§ Required task
Put each line of the listing below into a JSON list of strings, one string per line, leaving out any blank lines.

■ ■ ■ ■ ■ ■ ■

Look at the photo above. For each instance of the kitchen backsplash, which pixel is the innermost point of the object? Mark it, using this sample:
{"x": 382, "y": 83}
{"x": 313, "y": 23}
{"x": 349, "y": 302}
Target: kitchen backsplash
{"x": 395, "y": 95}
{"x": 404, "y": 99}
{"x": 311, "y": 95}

■ ■ ■ ■ ■ ■ ■

§ Answer to this task
[
  "Look at the photo above. For each instance of the kitchen backsplash, which pixel is the innermost point of the object? Mark it, using this sample:",
  "{\"x\": 382, \"y\": 83}",
  "{\"x\": 313, \"y\": 23}",
  "{\"x\": 349, \"y\": 302}",
  "Target: kitchen backsplash",
  "{\"x\": 395, \"y\": 95}",
  "{\"x\": 404, \"y\": 99}",
  "{\"x\": 311, \"y\": 95}"
]